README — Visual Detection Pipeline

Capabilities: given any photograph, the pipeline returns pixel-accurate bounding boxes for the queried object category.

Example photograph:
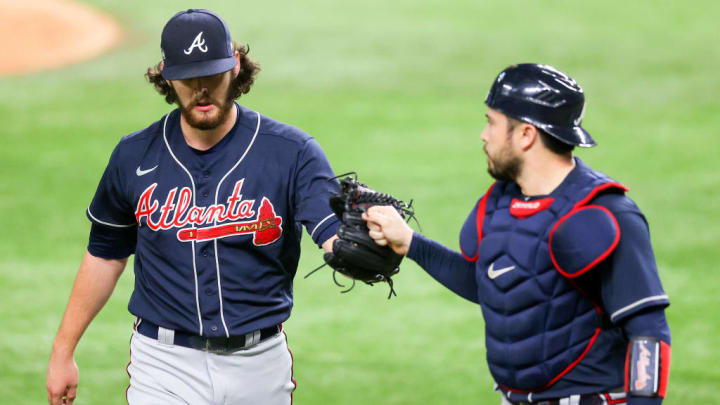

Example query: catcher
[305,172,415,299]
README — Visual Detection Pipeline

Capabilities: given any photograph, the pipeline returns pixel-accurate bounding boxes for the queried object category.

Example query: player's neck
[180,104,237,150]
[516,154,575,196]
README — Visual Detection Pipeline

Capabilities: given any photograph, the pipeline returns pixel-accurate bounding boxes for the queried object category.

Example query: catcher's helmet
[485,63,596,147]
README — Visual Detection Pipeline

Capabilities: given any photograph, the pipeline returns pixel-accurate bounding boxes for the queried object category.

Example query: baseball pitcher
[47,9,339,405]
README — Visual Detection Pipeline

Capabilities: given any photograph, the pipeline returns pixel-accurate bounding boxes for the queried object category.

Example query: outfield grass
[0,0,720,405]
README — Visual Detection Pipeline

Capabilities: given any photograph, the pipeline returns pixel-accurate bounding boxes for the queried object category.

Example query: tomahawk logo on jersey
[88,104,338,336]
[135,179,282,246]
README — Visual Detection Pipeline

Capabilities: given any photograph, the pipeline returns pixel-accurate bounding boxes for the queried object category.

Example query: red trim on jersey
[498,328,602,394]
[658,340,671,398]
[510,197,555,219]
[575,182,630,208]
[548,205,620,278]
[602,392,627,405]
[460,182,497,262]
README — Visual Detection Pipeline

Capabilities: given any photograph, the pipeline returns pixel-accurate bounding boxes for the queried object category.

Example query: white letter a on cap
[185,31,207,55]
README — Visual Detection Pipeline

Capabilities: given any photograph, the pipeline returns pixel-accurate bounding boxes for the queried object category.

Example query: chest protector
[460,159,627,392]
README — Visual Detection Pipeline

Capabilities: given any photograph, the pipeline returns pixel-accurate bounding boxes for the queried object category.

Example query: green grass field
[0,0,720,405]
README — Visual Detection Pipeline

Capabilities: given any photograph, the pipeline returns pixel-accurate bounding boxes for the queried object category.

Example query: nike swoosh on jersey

::::

▶ **REQUIRED TASK**
Extract every line of the material above that contains the string "jersey", copying each line in full. Treat the match as case-sensitive.

▶ **EXPECTED ANSWER**
Example query: tomahawk logo on jersey
Example query: red trim on jersey
Example query: nike swoosh on jersey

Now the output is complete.